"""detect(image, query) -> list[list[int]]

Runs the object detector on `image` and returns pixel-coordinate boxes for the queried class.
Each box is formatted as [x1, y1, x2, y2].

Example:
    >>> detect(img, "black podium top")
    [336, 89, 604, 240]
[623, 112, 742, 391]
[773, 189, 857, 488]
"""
--------------------
Output the records in full. Keep every character as it is.

## Exercise output
"""detect(image, query) -> list[list[int]]

Runs the object detector on `image` and returns pixel-coordinate boxes for the queried class.
Each box is formatted as [x1, y1, x2, y2].

Example:
    >>> detect(img, "black podium top")
    [336, 89, 604, 240]
[623, 112, 742, 391]
[773, 189, 857, 488]
"""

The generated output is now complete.